Objectifs ::
A) Traduisez en anglais cette phrase du texte cité : « Cette cuisine ornementale est effectivement supportée par une économie tout à fait mythique. »
B) D'après le texte cité, les affirmations suivantes sont-elles justes ? Répondez par oui ou par non et citez chaque fois les mots du texte qui tranchent.
(i) Le rosâtre est la couleur préférée de cette cuisine.
(ii) Le public de L'Express a peu d'argent pour ses achats.
(iii) Les photographies d'Elle montrent les plats de près.
C) Dans le texte cité, relevez toutes les enjolivures énumérées juste après « Les glacis d'Elle servent de fonds à des enjolivures effrénées ».

Texte cité ::
==========

Mais surtout, le nappé prépare et supporte l'un des développements majeurs de la cuisine distinguée: l'ornementation. Les glacis d'Elle servent de fonds à des enjolivures effrénées : champignons ciselés, ponctuation de cerises, motifs au citron ouvragé, épluchures de truffes, pastilles d'argent, arabesques de fruits confits, la nappe sous-jacente (c'est pour cela que je l'appelais sédiment, l'aliment lui-même n'étant plus qu'un gisement incertain) veut être la page où se lit toute une cuisine en rocaille (le rosâtre est la couleur de prédilection).
L'ornementation procède par deux voies contradictoires dont on va voir à l'instant la résolution dialectique: d'une part fuir la nature grâce à une sorte de baroque délirant (piquer des crevettes dans un citron, rosir un poulet, servir des pamplemousses chauds), et d'autre part essayer de la reconstituer par un artifice saugrenu (disposer des champignons meringués et des feuilles de houx sur une bûche de Noël, replacer des têtes d'écrevisses autour de la béchamel sophistiquée qui en cache les corps). C'est ce même mouvement que l'on retrouve d'ailleurs dans l'élaboration des colifichets petits-bourgeois (cendriers en selles de cavalier, briquets en forme de cigarettes, terrines en corps de lièvres).
C'est qu'ici, comme dans tout art petit-bourgeois, l'irrépressible tendance au vérisme est contrariée - ou équilibrée - par l'un des impératifs constants du journalisme domestique: ce qu'à L'Express on appelle glorieusement avoir des idées. La cuisine d'Elle est de la même façon une cuisine "à idées". Seulement, ici, l'invention, confinée à une réalité féerique, doit porter uniquement sur la garniture, car la vocation «distinguée» du journal lui interdit d'aborder les problèmes réels de l'alimentation (le problème réel n'est pas de trouver à piquer des cerises dans un perdreau, c'est de trouver le perdreau, c'est-à-dire de le payer).
Cette cuisine ornementale est effectivement supportée par une économie tout à fait mythique. Il s'agit ouvertement d'une cuisine de rêve, comme en font foi d'ailleurs les photographies d'Elle, qui ne saisissent le plat qu'en survol, comme un objet à la fois proche et inaccessible, dont la consommation peut très bien être épuisée par le seul regard. C'est, au sens plein du mot, une cuisine d'affiche, totalement magique, surtout si l'on se rappelle que ce journal se lit beaucoup dans des milieux à faibles revenus. Ceci explique d'ailleurs cela: c'est parce qu'Elle s'adresse à un public vraiment populaire qu'elle prend bien soin de ne pas postuler une cuisine économique. Voyez L'Express, au contraire, dont le public exclusivement bourgeois est doté d'un pouvoir d'achat confortable: sa cuisine est réelle, non magique; Elle donne la recette des perdreaux-fantaisie, L'Express, celle de la salade niçoise. Le public d'Elle n'a droit qu'à la fable, à celui de L'Express on peut proposer des plats réels..."

==========

Données enregistrées ::
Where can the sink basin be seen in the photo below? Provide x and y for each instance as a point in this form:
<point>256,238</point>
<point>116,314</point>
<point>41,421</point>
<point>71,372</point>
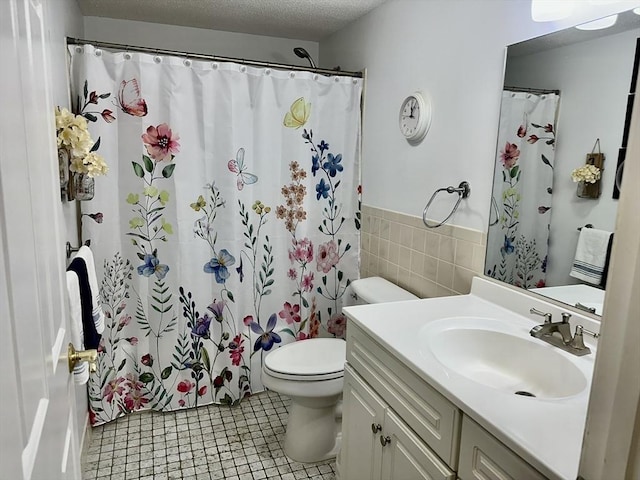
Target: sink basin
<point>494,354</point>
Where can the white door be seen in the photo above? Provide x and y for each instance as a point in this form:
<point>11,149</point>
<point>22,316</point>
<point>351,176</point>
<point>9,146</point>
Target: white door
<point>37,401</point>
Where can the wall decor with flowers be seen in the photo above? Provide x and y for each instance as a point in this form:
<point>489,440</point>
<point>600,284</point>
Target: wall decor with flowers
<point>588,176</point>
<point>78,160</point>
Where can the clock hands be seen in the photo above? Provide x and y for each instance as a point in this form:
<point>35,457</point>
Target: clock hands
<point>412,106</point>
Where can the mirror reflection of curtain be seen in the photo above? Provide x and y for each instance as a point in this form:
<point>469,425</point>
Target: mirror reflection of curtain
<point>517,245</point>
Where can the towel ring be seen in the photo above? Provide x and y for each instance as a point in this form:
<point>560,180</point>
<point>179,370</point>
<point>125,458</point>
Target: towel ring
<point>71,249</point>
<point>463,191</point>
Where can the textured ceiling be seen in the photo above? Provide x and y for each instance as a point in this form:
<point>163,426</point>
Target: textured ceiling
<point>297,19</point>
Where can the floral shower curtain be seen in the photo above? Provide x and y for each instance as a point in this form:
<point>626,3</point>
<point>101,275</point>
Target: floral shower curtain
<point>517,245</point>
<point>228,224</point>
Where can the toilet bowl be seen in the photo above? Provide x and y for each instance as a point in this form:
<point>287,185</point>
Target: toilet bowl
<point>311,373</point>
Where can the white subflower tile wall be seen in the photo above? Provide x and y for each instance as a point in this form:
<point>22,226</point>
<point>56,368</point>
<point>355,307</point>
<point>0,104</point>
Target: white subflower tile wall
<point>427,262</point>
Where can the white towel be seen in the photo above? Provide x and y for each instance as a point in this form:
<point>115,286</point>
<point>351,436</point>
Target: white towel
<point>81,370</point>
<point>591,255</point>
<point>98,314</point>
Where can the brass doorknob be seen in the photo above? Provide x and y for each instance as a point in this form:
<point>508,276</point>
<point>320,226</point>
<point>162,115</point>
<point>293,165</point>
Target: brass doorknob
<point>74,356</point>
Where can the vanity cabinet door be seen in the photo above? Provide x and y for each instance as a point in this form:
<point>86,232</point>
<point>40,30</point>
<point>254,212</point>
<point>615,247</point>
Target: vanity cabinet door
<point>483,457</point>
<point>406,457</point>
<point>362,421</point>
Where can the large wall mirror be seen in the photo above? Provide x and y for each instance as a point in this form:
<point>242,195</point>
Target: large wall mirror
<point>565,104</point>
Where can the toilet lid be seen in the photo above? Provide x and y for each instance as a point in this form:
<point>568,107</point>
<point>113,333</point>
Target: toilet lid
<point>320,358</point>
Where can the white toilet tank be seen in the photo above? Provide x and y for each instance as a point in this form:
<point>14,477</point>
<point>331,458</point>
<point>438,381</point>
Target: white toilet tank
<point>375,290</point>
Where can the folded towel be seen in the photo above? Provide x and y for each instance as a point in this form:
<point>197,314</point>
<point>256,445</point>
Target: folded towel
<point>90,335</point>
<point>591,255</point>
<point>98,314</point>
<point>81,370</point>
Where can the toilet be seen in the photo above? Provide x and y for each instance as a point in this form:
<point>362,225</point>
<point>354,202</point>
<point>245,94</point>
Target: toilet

==========

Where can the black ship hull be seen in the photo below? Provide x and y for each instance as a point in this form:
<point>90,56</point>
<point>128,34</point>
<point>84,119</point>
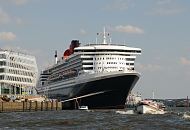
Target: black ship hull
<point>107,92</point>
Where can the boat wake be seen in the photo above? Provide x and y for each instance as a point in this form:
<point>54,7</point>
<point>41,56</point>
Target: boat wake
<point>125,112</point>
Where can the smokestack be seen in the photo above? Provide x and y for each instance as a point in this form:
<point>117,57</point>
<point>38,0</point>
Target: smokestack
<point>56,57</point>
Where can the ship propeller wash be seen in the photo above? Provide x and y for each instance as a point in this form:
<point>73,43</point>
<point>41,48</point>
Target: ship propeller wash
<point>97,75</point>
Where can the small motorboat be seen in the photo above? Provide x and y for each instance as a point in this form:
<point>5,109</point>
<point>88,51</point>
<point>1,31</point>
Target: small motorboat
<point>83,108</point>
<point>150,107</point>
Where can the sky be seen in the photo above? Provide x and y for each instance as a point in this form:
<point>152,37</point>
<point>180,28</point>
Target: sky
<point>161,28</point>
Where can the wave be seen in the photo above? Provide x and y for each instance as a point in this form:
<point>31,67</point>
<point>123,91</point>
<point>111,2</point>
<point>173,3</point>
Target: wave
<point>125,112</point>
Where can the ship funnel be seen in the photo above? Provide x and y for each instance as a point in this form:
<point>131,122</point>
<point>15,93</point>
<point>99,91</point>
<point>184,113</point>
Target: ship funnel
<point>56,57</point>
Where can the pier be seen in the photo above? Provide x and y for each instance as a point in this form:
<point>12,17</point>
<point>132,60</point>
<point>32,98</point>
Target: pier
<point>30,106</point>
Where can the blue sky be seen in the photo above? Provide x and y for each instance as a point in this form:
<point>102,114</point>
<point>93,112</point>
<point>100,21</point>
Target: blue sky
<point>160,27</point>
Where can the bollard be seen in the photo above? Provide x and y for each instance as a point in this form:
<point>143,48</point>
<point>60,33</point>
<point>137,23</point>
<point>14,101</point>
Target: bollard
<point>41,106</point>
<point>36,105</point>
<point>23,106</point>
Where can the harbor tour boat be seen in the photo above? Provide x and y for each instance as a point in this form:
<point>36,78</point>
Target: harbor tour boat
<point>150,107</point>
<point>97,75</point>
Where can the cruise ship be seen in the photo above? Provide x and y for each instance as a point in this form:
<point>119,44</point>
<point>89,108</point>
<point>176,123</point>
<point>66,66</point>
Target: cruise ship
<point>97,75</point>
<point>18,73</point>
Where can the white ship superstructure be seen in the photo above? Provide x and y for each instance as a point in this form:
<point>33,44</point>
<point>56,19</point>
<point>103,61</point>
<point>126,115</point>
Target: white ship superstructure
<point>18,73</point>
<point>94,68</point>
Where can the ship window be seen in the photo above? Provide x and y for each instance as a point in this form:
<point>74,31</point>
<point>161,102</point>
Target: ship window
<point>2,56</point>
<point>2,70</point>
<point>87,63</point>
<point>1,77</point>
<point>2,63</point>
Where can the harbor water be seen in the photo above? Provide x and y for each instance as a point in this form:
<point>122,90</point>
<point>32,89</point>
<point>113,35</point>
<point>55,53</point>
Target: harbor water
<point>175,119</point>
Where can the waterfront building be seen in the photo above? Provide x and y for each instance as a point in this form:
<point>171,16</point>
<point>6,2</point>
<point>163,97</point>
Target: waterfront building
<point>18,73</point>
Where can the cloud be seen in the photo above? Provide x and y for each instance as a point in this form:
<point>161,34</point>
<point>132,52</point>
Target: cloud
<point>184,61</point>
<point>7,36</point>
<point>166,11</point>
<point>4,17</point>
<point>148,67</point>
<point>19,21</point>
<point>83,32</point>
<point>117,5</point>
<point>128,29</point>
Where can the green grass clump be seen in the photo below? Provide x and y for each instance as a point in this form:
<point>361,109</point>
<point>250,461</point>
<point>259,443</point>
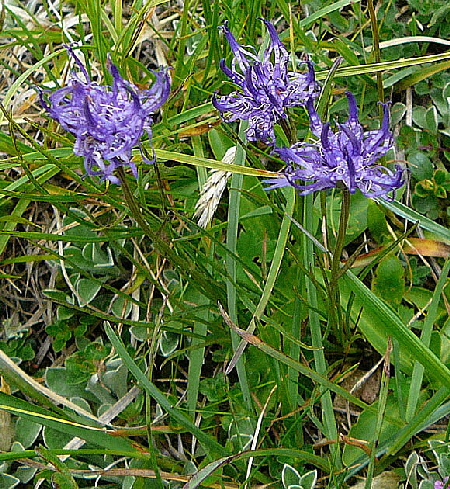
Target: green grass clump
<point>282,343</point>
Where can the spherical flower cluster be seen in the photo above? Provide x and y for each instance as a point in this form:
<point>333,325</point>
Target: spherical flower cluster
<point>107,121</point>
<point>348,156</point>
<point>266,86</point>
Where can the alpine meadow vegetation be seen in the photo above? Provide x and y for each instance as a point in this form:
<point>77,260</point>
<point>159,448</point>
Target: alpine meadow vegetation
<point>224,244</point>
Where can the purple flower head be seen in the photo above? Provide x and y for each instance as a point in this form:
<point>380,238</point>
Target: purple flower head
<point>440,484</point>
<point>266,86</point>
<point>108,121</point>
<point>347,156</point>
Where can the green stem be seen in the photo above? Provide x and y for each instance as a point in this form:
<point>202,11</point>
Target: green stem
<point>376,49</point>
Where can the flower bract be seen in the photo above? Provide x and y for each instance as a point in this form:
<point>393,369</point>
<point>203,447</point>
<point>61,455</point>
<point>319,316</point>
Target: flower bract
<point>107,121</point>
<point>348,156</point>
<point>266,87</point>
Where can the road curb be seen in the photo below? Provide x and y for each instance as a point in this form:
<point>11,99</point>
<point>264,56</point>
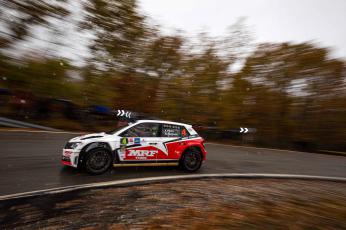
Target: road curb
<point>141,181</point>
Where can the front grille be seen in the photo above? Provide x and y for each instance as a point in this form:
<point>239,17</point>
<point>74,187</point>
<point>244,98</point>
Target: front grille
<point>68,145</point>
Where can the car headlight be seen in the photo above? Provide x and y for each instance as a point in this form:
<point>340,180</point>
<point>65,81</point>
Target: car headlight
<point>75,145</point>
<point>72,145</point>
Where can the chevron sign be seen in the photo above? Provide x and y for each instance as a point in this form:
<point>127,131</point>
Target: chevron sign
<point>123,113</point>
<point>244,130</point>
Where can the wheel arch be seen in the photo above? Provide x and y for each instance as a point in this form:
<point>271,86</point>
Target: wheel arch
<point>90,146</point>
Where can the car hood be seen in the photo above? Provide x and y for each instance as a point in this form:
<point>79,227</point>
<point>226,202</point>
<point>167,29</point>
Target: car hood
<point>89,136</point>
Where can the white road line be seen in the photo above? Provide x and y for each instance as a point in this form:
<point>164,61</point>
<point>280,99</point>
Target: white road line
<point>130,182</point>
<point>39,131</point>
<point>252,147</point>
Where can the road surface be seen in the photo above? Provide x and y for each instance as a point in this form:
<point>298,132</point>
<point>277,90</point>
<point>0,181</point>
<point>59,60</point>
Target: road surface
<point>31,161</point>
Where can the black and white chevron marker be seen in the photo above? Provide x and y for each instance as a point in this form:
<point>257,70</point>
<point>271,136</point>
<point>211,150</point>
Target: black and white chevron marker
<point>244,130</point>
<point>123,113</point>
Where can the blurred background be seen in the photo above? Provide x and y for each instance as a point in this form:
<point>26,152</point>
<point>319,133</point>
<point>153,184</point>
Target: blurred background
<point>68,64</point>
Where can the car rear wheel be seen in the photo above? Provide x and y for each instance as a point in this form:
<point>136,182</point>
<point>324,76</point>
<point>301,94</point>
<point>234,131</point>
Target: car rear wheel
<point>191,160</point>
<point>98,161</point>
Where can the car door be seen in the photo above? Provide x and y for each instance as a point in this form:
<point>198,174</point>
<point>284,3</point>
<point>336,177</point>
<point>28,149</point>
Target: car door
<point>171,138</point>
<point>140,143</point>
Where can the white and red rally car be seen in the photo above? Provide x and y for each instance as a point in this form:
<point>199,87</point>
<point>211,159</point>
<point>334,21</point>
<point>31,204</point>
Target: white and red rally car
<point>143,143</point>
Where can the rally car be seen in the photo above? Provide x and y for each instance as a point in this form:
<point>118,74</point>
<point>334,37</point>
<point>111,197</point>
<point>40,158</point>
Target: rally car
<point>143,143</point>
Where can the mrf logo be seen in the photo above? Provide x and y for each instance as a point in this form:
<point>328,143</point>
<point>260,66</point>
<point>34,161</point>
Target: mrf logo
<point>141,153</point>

==========

Réponses par tâche ::
A) This ornamental cooking is in fact supported by an entirely mythical economy.

B)
(i) Oui : « le rosâtre est la couleur de prédilection ».
(ii) Non : « dont le public exclusivement bourgeois est doté d'un pouvoir d'achat confortable ».
(iii) Non : « qui ne saisissent le plat qu'en survol ».

C)
- champignons ciselés
- ponctuation de cerises
- motifs au citron ouvragé
- épluchures de truffes
- pastilles d'argent
- arabesques de fruits confits